__Short problem__
How many lines of the data below contain the word "yellow"? Reply with the number alone.
[Items start]
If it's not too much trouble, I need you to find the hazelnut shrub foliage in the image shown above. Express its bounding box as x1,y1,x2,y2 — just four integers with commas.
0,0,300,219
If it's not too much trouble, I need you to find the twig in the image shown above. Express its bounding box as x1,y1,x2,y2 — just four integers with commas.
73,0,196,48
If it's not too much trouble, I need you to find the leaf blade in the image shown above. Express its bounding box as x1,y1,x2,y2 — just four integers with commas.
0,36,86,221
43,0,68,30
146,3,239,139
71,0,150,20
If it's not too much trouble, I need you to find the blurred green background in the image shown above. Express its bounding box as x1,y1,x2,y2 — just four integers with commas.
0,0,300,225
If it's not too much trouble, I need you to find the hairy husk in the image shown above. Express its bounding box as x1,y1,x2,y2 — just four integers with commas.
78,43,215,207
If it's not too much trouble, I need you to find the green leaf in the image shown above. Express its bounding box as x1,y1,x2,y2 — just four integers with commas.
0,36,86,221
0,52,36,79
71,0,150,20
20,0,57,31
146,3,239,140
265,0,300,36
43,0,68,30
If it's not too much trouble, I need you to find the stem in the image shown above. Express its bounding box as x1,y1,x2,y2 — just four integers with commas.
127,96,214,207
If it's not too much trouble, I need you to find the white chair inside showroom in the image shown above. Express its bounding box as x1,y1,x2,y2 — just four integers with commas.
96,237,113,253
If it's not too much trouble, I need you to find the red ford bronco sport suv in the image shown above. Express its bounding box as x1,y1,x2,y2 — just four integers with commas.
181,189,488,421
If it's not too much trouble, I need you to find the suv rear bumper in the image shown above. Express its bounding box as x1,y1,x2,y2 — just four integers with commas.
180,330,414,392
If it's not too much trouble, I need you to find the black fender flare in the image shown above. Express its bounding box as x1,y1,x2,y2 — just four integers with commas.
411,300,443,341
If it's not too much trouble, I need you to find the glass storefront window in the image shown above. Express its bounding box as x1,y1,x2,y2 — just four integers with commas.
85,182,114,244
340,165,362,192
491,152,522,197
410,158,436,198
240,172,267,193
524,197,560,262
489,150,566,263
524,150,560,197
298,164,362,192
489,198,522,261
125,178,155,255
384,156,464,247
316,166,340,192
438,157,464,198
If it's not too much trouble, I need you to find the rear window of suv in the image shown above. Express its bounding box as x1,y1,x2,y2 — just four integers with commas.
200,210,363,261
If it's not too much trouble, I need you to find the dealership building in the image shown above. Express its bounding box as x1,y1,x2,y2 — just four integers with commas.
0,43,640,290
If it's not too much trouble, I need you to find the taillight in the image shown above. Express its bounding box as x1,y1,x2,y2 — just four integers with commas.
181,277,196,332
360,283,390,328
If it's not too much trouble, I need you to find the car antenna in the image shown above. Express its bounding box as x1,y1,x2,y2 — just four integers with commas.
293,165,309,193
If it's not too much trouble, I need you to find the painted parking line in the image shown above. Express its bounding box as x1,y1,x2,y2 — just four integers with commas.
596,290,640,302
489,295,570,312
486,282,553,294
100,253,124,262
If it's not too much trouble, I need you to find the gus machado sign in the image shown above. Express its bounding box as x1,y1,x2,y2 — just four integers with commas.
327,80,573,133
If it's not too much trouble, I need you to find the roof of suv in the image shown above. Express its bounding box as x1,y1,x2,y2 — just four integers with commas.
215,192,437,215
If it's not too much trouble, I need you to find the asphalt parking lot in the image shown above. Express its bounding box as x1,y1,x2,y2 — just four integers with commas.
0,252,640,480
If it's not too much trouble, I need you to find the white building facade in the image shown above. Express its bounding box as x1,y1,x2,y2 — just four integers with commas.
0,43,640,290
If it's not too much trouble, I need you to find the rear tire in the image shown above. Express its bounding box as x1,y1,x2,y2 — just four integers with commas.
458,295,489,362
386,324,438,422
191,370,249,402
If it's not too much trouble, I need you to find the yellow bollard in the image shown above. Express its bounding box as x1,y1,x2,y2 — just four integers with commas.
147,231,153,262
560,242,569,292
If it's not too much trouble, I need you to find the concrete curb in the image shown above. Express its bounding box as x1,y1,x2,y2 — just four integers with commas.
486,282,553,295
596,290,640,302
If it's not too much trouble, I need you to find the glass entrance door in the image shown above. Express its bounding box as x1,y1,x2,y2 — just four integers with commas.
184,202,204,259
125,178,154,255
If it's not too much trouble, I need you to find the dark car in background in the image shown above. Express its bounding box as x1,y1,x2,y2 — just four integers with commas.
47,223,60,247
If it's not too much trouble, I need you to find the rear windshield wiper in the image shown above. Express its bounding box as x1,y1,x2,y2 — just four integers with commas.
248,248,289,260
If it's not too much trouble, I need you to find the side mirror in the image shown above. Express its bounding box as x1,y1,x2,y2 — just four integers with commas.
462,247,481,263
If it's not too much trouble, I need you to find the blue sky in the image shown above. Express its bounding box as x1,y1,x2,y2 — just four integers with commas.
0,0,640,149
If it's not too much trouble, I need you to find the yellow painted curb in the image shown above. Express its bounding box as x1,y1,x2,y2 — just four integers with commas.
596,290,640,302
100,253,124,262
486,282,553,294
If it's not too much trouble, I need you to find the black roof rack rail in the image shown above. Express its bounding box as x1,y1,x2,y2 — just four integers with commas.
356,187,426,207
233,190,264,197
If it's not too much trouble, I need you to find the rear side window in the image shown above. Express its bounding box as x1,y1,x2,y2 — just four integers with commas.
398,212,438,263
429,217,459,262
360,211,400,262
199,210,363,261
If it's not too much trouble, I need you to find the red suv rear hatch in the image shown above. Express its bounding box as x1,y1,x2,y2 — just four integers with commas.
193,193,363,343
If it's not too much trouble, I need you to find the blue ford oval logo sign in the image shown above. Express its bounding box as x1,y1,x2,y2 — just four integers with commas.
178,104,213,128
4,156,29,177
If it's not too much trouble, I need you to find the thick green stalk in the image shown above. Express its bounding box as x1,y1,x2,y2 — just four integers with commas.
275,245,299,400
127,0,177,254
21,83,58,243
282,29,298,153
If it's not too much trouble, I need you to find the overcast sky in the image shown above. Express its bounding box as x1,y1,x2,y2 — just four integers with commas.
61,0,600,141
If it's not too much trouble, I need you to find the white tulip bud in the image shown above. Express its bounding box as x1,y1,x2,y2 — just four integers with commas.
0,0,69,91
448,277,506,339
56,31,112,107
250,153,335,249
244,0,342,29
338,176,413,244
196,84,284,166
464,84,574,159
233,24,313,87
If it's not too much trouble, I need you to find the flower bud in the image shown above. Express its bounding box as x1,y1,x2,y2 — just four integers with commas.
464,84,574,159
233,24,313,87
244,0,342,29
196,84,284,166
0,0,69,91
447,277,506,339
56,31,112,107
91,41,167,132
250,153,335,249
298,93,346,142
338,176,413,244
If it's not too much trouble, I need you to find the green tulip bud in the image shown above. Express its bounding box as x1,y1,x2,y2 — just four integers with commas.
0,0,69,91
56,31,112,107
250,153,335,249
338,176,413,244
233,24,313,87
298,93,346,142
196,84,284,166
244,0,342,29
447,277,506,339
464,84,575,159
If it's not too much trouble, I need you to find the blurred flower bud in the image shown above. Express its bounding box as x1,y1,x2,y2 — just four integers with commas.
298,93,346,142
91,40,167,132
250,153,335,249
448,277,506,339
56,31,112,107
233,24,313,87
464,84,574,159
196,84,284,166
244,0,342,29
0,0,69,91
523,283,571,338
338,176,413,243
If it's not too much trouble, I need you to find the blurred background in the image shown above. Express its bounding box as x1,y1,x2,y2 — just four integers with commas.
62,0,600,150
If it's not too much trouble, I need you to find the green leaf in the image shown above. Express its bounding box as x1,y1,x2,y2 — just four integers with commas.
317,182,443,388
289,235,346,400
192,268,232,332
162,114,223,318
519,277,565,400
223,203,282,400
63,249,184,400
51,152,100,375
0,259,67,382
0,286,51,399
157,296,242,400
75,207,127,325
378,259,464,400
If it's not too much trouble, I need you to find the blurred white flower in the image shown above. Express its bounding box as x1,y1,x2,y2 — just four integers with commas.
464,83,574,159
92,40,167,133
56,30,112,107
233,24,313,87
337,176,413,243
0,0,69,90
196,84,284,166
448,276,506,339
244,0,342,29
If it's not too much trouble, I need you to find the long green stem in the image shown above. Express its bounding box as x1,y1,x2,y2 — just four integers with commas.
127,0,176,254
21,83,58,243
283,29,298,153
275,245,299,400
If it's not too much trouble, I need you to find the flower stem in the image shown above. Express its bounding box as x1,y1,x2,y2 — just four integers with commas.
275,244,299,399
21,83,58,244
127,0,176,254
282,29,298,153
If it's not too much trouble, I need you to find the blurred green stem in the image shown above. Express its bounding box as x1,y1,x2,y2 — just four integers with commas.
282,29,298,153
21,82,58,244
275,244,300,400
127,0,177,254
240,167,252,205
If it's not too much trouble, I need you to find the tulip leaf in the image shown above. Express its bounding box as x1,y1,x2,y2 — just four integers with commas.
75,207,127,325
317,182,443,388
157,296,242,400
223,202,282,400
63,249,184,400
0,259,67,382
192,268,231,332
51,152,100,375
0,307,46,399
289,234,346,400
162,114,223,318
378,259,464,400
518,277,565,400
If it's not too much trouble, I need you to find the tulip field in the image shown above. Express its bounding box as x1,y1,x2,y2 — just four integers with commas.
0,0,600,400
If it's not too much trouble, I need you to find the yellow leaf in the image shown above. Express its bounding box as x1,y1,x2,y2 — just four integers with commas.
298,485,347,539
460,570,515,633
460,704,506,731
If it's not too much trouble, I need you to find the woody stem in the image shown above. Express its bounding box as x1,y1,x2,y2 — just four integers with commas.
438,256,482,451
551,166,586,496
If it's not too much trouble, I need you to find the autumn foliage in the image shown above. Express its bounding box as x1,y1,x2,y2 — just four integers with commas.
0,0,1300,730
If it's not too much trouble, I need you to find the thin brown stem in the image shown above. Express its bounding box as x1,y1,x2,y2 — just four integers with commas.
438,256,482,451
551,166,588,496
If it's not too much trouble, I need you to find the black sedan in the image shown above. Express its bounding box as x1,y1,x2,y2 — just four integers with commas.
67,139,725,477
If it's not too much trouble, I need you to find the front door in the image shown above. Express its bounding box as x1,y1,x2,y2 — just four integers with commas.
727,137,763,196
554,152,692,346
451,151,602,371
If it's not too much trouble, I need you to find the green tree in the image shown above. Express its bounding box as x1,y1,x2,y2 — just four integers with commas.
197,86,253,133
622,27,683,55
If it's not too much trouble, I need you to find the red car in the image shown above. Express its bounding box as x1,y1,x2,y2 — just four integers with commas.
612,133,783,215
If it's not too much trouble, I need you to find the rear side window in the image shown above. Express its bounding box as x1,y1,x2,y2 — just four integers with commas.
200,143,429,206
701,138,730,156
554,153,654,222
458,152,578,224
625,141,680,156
[Items end]
__Exercise output__
3